RECORD EXCERPTS
* START *

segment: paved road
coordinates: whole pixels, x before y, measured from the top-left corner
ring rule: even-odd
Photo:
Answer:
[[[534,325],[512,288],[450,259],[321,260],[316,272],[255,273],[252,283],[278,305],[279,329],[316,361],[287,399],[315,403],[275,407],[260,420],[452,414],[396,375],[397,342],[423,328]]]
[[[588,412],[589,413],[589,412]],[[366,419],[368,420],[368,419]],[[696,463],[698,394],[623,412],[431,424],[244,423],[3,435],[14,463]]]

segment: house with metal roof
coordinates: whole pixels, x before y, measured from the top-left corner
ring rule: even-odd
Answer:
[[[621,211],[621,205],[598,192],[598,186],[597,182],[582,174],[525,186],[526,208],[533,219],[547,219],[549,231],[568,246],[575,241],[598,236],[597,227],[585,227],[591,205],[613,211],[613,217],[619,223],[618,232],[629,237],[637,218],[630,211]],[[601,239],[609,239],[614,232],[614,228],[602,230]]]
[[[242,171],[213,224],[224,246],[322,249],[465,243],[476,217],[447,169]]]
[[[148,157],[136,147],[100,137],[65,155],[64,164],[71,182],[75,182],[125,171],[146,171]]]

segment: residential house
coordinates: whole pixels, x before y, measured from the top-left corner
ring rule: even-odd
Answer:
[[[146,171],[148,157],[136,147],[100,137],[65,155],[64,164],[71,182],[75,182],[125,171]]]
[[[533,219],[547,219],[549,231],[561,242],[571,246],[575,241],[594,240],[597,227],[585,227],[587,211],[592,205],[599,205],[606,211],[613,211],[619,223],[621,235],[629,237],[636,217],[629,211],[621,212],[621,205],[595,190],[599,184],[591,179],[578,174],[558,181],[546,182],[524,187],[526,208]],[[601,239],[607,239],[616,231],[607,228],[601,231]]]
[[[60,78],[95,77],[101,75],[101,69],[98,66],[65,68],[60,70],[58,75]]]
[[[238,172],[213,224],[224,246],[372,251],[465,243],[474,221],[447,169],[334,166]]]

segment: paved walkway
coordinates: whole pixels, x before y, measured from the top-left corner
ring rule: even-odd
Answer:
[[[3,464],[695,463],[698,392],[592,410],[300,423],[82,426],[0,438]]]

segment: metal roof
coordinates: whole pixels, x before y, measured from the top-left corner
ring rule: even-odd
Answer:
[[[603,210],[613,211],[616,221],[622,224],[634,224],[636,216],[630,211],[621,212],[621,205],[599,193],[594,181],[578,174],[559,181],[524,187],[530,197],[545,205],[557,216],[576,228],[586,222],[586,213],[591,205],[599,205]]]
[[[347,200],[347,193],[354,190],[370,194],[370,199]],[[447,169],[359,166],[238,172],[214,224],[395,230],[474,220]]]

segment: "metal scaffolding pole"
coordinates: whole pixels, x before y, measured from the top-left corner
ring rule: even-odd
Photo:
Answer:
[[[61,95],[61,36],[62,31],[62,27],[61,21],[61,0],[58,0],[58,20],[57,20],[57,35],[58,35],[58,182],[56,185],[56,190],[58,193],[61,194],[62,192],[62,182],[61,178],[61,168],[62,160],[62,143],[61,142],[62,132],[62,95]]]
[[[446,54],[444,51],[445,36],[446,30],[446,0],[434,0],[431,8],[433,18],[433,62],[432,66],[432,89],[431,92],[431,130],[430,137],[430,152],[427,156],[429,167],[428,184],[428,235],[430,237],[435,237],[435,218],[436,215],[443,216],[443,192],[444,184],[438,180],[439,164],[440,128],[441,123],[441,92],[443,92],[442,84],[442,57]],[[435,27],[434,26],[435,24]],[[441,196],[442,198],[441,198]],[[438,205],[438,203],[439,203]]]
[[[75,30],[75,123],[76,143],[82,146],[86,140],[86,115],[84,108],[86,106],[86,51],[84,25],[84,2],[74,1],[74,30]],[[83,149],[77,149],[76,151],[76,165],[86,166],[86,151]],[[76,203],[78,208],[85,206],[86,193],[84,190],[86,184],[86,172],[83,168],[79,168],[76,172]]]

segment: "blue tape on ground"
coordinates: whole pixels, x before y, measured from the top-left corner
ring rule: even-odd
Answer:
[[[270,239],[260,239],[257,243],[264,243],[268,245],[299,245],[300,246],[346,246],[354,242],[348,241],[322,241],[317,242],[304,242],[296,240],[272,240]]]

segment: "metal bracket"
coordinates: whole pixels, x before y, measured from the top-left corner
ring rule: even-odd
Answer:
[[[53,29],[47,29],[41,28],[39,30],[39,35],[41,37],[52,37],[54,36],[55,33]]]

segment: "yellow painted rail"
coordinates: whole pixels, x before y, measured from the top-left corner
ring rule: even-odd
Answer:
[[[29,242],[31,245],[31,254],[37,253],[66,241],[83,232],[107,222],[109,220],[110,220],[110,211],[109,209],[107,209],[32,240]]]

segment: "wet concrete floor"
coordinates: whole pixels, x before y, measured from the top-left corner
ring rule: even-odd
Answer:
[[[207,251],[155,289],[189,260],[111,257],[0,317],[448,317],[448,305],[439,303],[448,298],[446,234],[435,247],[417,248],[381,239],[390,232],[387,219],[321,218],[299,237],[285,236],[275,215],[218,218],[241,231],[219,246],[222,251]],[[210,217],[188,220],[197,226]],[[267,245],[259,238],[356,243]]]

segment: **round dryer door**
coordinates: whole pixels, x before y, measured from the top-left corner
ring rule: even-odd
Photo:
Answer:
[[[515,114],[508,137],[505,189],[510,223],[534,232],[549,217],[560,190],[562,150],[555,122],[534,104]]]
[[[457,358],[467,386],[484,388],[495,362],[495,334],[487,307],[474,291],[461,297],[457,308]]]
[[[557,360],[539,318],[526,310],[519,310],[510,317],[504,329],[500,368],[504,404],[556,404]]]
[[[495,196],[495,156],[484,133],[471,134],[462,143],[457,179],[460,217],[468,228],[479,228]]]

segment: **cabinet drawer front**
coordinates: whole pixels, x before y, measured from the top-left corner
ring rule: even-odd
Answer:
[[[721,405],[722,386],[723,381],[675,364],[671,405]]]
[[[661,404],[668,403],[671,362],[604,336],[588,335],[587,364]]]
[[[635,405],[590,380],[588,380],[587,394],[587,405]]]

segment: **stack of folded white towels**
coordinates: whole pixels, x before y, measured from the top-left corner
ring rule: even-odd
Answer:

* END *

Transcribe the material above word for word.

segment: paved road
coordinates: whole pixels, x before y, measured from the top-left corner
ring rule: even-odd
Photo:
Answer:
[[[534,325],[512,288],[450,259],[321,260],[316,272],[255,273],[252,283],[278,305],[279,329],[316,361],[287,399],[315,403],[275,407],[260,420],[452,414],[396,375],[397,342],[423,328]]]
[[[588,412],[589,413],[589,412]],[[366,419],[368,420],[368,419]],[[696,463],[698,394],[623,412],[431,424],[244,423],[3,435],[14,463]]]

segment: house with metal roof
coordinates: whole pixels, x before y, measured from the top-left corner
ring rule: even-odd
Answer:
[[[621,211],[621,205],[598,192],[598,186],[597,182],[582,174],[525,186],[526,208],[533,219],[547,219],[549,231],[568,246],[575,241],[598,236],[597,227],[585,227],[591,205],[613,211],[613,217],[619,223],[618,232],[629,237],[637,218],[630,211]],[[601,239],[609,239],[614,232],[614,228],[602,230]]]
[[[242,171],[213,224],[224,246],[322,249],[465,243],[476,217],[447,169]]]
[[[148,157],[136,147],[100,137],[65,155],[64,164],[71,182],[75,182],[125,171],[146,171]]]

segment: residential house
coordinates: whole pixels, x before y, measured from the top-left corner
ring rule: even-odd
Answer:
[[[146,171],[148,157],[136,147],[100,137],[65,155],[64,164],[71,182],[75,182],[125,171]]]
[[[533,219],[547,219],[549,231],[561,242],[571,246],[575,241],[594,240],[597,227],[585,227],[587,211],[592,205],[599,205],[606,211],[613,211],[619,223],[621,235],[629,237],[636,217],[629,211],[621,212],[621,205],[595,190],[599,184],[591,179],[578,174],[558,181],[546,182],[524,187],[526,208]],[[601,239],[607,239],[616,231],[607,228],[601,231]]]
[[[60,78],[95,77],[101,75],[101,69],[98,66],[65,68],[60,70],[58,75]]]
[[[238,172],[213,224],[224,246],[372,251],[465,243],[474,221],[447,169],[334,166]]]

segment: paved walkway
coordinates: whole pixels, x before y, measured from the top-left corner
ring rule: even-odd
Answer:
[[[3,464],[695,463],[698,392],[592,410],[300,423],[82,426],[0,438]]]

segment: metal roof
coordinates: whole pixels, x before y, measured from the top-left corner
ring rule: even-odd
Answer:
[[[603,210],[613,211],[616,221],[622,224],[634,224],[636,216],[630,211],[621,212],[621,205],[599,193],[594,181],[578,174],[559,181],[524,187],[530,197],[545,205],[557,216],[576,228],[586,222],[586,213],[591,205],[599,205]]]
[[[347,200],[347,193],[354,190],[370,194],[370,199]],[[447,169],[359,166],[238,172],[214,224],[395,230],[474,220]]]

segment: "metal scaffolding pole"
coordinates: whole pixels, x before y, measured from the top-left corner
ring rule: even-odd
Photo:
Answer:
[[[61,95],[61,36],[62,31],[62,27],[61,21],[61,0],[58,0],[58,20],[57,20],[57,35],[58,35],[58,182],[56,185],[56,190],[58,193],[61,194],[62,192],[62,182],[61,178],[61,168],[62,160],[62,143],[61,142],[62,132],[62,95]]]
[[[446,54],[444,51],[445,36],[446,30],[446,0],[434,0],[431,8],[433,18],[433,62],[432,66],[432,89],[431,92],[431,130],[430,137],[430,152],[427,156],[429,167],[428,184],[428,235],[430,237],[435,237],[435,218],[436,215],[443,216],[443,192],[444,184],[438,180],[439,164],[440,128],[441,123],[441,92],[443,92],[442,84],[442,57]],[[435,27],[434,26],[435,24]],[[441,196],[442,198],[441,198]],[[438,205],[438,203],[439,203]]]
[[[75,30],[75,123],[76,143],[82,146],[86,140],[86,115],[84,108],[86,106],[86,51],[84,25],[84,2],[74,1],[74,30]],[[83,149],[77,149],[76,151],[76,165],[86,166],[86,151]],[[76,203],[78,208],[85,206],[86,193],[84,190],[86,184],[86,172],[83,168],[79,168],[76,172]]]

segment: "blue tape on ground"
coordinates: whole pixels, x before y, measured from the top-left corner
ring rule: even-odd
Answer:
[[[270,239],[260,239],[257,243],[264,243],[268,245],[299,245],[300,246],[346,246],[354,242],[348,241],[322,241],[317,242],[304,242],[296,240],[272,240]]]

segment: "metal bracket"
coordinates: whole pixels, x before y, measured from the top-left corner
ring rule: even-odd
Answer:
[[[53,29],[47,29],[41,28],[39,30],[39,35],[41,37],[52,37],[54,36],[55,33]]]

segment: "yellow painted rail"
coordinates: whole pixels, x before y, measured from the top-left corner
ring rule: even-odd
Answer:
[[[29,242],[31,245],[31,254],[37,253],[66,241],[83,232],[107,222],[109,220],[110,220],[110,211],[109,209],[107,209],[32,240]]]

segment: "wet concrete floor"
coordinates: whole pixels, x before y, measured from the top-left corner
ring rule: even-odd
Answer:
[[[207,251],[155,289],[189,260],[111,257],[0,317],[448,317],[448,305],[439,303],[448,298],[446,234],[435,247],[417,248],[381,239],[390,232],[387,219],[321,218],[299,237],[285,236],[275,215],[218,218],[241,231],[219,246],[222,251]],[[210,217],[188,220],[197,226]],[[267,245],[259,238],[356,243]]]

segment: **round dryer door**
coordinates: whole pixels, x before y, measured from the top-left corner
ring rule: even-odd
Photo:
Answer:
[[[515,114],[508,137],[505,189],[510,223],[534,232],[549,217],[560,190],[562,150],[555,122],[534,104]]]
[[[457,358],[467,386],[484,388],[495,362],[495,334],[487,307],[474,291],[461,297],[457,308]]]
[[[557,360],[539,318],[526,310],[519,310],[510,317],[504,329],[500,368],[504,404],[556,404]]]
[[[495,196],[495,156],[484,133],[471,134],[462,143],[457,179],[460,217],[468,228],[479,228]]]

segment: **cabinet drawer front**
coordinates: whole pixels, x before y, measured from the top-left corner
ring rule: even-odd
Answer:
[[[721,405],[722,386],[723,381],[675,364],[671,405]]]
[[[661,404],[668,403],[671,362],[604,336],[588,335],[587,364]]]
[[[635,405],[590,380],[588,380],[587,394],[587,405]]]

segment: **stack of folded white towels**
coordinates: whole pixels, x before y, measured from the top-left corner
ring rule: even-odd
Answer:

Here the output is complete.